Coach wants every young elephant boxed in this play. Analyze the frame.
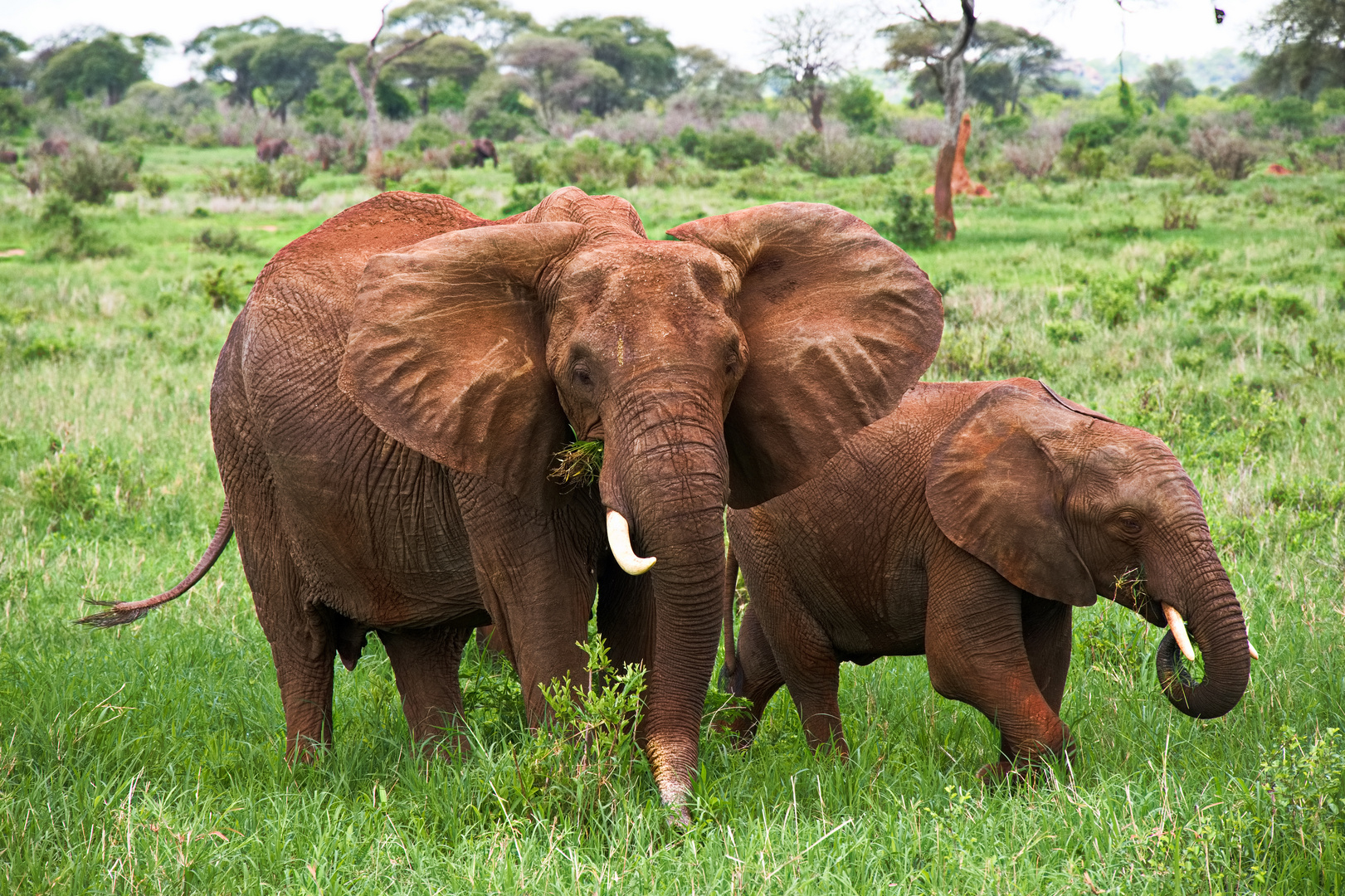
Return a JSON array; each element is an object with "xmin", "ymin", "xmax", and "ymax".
[{"xmin": 724, "ymin": 379, "xmax": 1251, "ymax": 777}]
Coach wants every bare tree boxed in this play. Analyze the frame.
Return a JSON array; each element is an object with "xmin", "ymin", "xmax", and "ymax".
[
  {"xmin": 765, "ymin": 7, "xmax": 850, "ymax": 134},
  {"xmin": 880, "ymin": 0, "xmax": 977, "ymax": 240},
  {"xmin": 346, "ymin": 4, "xmax": 442, "ymax": 153}
]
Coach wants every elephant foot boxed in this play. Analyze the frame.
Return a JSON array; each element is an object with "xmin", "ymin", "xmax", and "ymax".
[{"xmin": 977, "ymin": 725, "xmax": 1079, "ymax": 784}]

•••••

Your instructions: Please show each line of the records above that contains the word "elephant".

Full response:
Coach wants every young elephant boxed in this play. Analyze the frame.
Coach wants every elephant foot boxed in this play. Analyze the frame.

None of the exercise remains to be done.